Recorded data
......

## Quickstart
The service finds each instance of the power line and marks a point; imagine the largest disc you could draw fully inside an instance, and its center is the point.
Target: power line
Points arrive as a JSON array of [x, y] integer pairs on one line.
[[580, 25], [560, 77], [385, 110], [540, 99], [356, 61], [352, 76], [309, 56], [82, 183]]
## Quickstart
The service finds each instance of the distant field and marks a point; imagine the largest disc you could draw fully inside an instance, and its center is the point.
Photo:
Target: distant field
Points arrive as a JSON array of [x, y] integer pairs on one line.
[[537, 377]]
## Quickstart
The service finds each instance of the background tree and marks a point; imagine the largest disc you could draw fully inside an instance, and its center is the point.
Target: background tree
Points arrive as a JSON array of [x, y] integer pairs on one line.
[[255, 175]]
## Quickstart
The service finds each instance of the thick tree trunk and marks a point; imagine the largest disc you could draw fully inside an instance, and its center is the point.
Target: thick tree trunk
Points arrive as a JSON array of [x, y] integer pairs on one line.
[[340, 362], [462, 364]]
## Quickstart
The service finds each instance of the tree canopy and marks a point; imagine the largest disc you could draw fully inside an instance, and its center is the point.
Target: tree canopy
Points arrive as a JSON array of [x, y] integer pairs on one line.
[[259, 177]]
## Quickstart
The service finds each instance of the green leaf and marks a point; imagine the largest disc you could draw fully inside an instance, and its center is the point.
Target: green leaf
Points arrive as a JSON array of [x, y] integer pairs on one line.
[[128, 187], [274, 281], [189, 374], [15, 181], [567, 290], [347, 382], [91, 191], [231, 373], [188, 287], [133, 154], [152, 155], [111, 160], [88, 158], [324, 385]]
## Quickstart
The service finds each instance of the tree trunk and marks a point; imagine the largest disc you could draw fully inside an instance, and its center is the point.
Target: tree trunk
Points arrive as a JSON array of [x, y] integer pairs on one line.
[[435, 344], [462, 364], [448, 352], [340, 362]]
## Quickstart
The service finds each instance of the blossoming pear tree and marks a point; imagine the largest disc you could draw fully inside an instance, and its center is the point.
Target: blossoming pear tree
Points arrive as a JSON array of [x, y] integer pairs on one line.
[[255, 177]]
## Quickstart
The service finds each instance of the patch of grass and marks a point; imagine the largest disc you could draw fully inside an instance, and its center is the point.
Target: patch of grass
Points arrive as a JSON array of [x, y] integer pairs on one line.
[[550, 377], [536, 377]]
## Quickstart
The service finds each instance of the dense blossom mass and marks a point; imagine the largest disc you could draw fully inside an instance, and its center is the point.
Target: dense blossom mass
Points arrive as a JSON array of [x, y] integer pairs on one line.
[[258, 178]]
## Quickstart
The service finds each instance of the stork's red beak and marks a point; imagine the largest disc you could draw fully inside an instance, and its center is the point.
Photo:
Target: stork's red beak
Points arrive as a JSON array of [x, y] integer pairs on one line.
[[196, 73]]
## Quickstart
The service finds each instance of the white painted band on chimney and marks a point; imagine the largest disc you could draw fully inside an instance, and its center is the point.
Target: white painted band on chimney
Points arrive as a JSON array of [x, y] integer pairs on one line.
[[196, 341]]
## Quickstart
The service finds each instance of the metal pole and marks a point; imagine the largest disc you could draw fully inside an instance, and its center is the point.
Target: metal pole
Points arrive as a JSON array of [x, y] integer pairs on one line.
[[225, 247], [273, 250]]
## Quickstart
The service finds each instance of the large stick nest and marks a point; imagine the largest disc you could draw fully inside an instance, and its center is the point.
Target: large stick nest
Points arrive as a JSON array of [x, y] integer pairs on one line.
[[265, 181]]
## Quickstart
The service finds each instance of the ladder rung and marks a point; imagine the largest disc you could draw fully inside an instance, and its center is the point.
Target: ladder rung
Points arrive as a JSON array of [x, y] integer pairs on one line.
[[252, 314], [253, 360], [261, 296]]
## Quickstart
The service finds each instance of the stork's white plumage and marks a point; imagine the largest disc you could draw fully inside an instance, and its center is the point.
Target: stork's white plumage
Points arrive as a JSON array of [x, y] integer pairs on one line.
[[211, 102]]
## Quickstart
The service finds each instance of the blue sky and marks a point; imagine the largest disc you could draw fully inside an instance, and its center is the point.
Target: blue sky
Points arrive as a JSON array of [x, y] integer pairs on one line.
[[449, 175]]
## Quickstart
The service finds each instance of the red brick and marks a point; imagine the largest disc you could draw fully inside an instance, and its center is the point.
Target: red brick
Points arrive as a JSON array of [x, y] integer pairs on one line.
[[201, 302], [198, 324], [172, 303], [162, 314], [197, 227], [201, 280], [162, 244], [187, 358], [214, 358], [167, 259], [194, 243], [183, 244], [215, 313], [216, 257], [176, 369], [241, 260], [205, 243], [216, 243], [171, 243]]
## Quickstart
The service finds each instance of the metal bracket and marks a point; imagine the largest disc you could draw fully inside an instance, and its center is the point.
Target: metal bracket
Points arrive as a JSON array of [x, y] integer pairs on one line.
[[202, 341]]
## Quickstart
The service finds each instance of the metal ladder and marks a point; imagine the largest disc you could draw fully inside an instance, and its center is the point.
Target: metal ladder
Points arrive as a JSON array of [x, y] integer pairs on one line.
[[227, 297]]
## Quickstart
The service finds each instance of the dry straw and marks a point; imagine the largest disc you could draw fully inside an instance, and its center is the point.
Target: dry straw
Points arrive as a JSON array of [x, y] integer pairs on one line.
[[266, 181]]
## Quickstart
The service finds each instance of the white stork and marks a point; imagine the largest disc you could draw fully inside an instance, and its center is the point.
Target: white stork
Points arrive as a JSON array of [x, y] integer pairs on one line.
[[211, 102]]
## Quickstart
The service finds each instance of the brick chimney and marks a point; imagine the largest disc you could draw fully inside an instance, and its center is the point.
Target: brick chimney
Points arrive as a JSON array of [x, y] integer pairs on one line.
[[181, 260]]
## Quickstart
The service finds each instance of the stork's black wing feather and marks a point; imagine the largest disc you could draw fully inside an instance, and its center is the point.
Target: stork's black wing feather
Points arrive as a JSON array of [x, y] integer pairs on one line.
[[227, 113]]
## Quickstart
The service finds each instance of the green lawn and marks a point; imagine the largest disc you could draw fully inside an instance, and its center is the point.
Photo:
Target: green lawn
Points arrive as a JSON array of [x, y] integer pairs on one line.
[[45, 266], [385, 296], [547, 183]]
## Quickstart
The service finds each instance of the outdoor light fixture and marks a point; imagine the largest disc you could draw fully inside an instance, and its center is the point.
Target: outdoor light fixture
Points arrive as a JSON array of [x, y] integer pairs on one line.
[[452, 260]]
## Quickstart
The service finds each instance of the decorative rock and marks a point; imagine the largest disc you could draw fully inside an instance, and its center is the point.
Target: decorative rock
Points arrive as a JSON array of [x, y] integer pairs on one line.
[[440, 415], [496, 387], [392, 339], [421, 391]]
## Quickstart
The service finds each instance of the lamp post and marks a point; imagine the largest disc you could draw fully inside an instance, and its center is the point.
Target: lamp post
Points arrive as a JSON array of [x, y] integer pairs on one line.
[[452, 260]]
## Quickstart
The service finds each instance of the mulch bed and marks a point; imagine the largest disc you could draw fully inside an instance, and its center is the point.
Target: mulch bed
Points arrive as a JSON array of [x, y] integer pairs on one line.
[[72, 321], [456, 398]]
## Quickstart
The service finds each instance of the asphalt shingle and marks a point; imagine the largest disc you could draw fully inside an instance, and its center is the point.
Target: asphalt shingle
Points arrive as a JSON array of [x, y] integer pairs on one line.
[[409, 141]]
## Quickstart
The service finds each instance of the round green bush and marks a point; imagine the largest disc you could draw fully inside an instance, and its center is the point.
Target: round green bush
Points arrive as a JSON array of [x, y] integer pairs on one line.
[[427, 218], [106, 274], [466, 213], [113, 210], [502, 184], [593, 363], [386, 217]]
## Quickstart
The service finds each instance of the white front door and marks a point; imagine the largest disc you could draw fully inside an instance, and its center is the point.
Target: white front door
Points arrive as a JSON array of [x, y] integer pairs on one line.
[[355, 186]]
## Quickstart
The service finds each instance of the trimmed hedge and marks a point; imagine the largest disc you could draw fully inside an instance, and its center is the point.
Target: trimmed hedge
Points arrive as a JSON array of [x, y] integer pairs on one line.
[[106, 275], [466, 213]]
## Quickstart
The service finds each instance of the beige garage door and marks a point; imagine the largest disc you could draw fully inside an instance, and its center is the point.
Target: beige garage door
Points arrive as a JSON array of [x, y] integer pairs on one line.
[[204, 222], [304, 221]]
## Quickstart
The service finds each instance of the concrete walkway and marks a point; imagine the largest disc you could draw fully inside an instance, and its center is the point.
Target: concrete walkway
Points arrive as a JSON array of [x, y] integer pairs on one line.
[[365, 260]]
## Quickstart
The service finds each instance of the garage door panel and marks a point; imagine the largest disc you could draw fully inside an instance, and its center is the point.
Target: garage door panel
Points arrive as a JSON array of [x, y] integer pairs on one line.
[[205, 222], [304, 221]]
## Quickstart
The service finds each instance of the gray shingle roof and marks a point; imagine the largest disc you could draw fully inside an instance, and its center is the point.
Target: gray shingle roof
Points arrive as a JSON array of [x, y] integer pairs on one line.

......

* Task goal
Gather every line of the material above that contains the string "trunk", treating uppercase and lowercase as distinct.

* Answer below
The service finds each instance of the thick tree trunk and marks a point; imagine the largest disc you could draw fully inside an instance, and its center is the point.
Target: thick tree trunk
The service finds each instance of the tree trunk and marks a point; imagine the largest disc you could draw fully inside an instance, and its center is the point.
Target: tree trunk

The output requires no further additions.